The Heart of the Matter:Taking Action Can Save Your Life

Jim Kitsmiller riding recumbent bicycle while supervised by Tesia Davis.

Batesville, Ark.--Heart failure. That’s what was discovered to be the cause of Jim Kitsmiller’s sudden breathing problems and extreme tiredness. Other than these symptoms, Jim, 61 at the time, was fairly healthy. He led a seemingly active lifestyle, he kept his weight under control, and he didn’t smoke, so the diagnosis took him by surprise.

“When I was told there was a serious issue with my heart, I was in shock. I have a family history of heart issues, but I’ve always been in fairly good shape,” he said.

Heart failure is a condition where the heart doesn’t pump blood through the body as it should. To compensate, the heart makes adjustments to give the rest of the body what it needs and when those adjustments stop working, the symptoms of heart failure become noticeable, sometimes even life altering, for patients.

Heart failure is a type of heart disease, which is the leading cause of death in the United States. One in four deaths is traced back to heart disease, according to the Center for Disease Control (CDC). Fortunately in many cases, such as Jim’s, the disease doesn’t have to be fatal.

Jim had made an appointment with his physician, Dr. J.R. Baker, for his symptoms. He was sent to White River Medical Center (WRMC) for tests and then to Cardiologist Garrett Sanford, M.D. where it was discovered that his ejection fraction, or the measurement of how well his heart is pumping blood, was at about 15 percent. A normal heart operates at 55-60 percent. He was soon hit with the reality that his condition was much more serious than he ever thought.

For a brief period Jim wore a special device called a Life Vest, which monitors the heart for life threatening arrhythmias (abnormal heart rhythm). Although it is not appropriate for every patient, Life Vest protected Jim as he worked to improve his heart function with medication and Cardiopulmonary Rehabilitation (Cardiac Rehab).

 “Patients with low ejection fractions are at much more of a risk of sudden cardiac death from arrhythmias than those with normal ejection fractions,” said Dr. Sanford.
○ ○ ○ ○ ○
▶ [TASKS TO COMPLETE]
a) Answer these questions about the heart failure article:
(i) How old was Jim Kitsmiller when he learned he had heart failure?
(ii) What was his ejection fraction when his heart was checked?
(iii) What does the Life Vest watch the heart for?
b) Pick up the heart failure article where it stops and keep writing it.
○ ○ ○ ○ ○
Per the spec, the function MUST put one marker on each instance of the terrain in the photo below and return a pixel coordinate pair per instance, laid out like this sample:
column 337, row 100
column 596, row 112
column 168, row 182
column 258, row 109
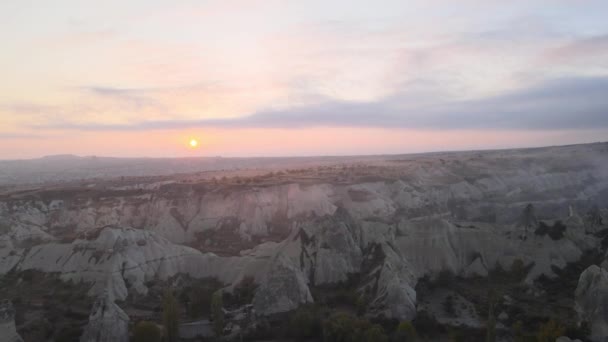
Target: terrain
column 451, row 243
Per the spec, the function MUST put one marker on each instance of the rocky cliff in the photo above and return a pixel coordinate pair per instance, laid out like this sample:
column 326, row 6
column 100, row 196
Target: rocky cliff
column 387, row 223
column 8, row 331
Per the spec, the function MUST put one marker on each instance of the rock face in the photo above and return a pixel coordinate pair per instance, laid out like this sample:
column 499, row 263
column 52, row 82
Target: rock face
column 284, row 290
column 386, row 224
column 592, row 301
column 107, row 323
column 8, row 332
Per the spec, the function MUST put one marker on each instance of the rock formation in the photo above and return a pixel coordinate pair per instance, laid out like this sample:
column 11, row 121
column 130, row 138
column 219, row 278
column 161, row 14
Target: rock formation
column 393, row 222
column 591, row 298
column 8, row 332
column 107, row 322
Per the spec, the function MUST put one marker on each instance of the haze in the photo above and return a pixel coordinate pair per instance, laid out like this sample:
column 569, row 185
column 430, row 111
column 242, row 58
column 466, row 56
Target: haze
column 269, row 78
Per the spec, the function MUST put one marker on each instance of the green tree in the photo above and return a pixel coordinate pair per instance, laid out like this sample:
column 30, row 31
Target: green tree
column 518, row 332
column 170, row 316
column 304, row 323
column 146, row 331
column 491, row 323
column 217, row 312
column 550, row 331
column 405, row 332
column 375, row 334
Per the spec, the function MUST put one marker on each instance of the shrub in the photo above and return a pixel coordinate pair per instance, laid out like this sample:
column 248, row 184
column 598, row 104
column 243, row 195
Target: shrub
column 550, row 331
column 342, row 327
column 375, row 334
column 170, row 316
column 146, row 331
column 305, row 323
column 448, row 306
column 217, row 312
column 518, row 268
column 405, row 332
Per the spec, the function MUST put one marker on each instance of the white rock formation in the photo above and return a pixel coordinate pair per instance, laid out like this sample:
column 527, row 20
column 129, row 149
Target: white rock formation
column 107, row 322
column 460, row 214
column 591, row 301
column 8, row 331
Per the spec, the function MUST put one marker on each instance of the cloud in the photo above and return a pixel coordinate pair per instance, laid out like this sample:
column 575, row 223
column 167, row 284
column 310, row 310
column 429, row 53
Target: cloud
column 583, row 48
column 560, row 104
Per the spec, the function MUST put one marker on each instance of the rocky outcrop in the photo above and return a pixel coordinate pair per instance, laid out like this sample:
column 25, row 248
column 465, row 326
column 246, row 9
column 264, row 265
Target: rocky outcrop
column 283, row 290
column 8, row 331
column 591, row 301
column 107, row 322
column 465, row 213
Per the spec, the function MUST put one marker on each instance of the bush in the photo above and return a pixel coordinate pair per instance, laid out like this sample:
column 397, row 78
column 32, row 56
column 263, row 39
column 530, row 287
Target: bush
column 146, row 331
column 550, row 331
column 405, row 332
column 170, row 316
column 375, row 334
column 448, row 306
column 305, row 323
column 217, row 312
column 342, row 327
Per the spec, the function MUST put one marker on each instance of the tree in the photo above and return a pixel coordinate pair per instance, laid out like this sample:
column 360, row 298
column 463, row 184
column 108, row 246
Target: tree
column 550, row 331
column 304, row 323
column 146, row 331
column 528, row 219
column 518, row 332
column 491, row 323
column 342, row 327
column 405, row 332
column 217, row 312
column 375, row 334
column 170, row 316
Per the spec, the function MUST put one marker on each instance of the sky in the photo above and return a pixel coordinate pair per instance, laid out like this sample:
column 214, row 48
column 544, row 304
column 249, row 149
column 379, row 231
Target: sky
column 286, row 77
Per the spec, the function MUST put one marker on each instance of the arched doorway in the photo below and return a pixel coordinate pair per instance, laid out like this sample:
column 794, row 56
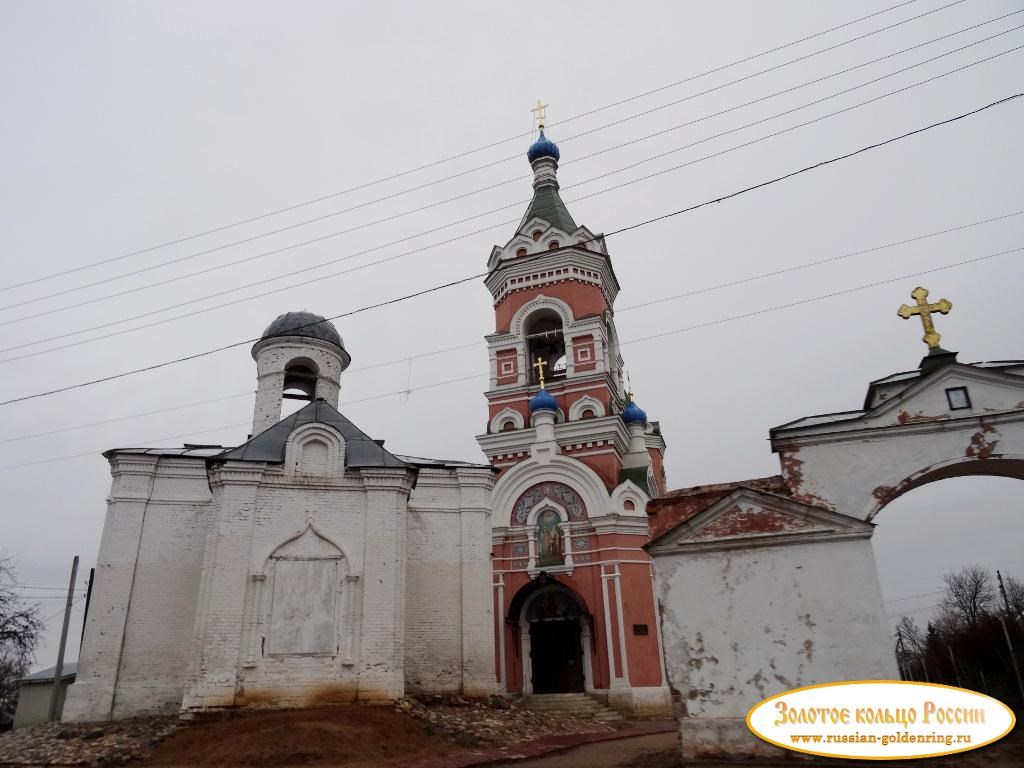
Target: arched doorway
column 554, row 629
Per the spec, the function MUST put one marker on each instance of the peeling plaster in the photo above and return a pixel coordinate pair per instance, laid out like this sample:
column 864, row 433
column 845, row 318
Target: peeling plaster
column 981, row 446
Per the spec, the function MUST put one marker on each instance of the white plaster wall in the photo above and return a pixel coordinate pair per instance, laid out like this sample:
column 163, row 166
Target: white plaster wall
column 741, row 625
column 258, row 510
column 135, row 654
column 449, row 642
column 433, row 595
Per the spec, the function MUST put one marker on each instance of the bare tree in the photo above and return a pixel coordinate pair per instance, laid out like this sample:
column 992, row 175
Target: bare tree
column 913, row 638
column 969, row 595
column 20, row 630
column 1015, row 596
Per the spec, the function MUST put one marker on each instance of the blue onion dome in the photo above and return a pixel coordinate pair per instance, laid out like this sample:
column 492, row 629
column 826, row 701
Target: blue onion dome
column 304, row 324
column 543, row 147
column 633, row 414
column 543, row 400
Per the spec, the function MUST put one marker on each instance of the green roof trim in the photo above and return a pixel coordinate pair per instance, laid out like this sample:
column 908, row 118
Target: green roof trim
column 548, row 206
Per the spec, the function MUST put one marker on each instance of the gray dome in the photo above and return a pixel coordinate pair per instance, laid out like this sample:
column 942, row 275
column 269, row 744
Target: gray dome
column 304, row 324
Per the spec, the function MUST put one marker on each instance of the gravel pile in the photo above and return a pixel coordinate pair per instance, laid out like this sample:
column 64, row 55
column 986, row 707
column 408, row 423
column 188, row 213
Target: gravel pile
○ ○ ○ ○ ○
▶ [RESULTS]
a)
(i) He was 61.
(ii) It was about 15 percent.
(iii) It watches for life threatening arrhythmias (abnormal heart rhythm).

b)
Cardiac rehab is a program of structured exercise and education for patients with heart disease and patients with conditions that affect their ability to breathe easily.  The three-phase program brings together health care professionals to help patients feel better.

Over the next several months, members of the Cardiac Rehab team: Clint James, Jennifer Coleman, Toi McMullin, Tesia Davis, and Autumn Jones, worked with Jim to improve his health. His hard work, combined with medicine, is paying off.

Today his heart is operating at a nearly normal rate of 45 percent. He has also adopted healthier eating and exercise habits and no longer has to wear the LifeVest. “I’m thankful for all the support I received throughout this journey,” he says. “Without it, this story could have had a not-so-happy ending.”

Sanford encourages people to take action when symptoms of heart disease arise. Symptoms such as unexplained fatigue and shortness of breath are often dismissed by patients, sometimes leading to severe complications that could have been avoided.

“There are a number of risk factors that lead to heart disease and a number of symptoms associated with it as well,” said Dr. Sanford. “It’s important to know what they are and make regular visits to your physician.”

According to the CDC, some of those risk factors include having high cholesterol and/or blood pressure, having a family history of heart disease, being overweight, having diabetes, lack of exercise, and using tobacco.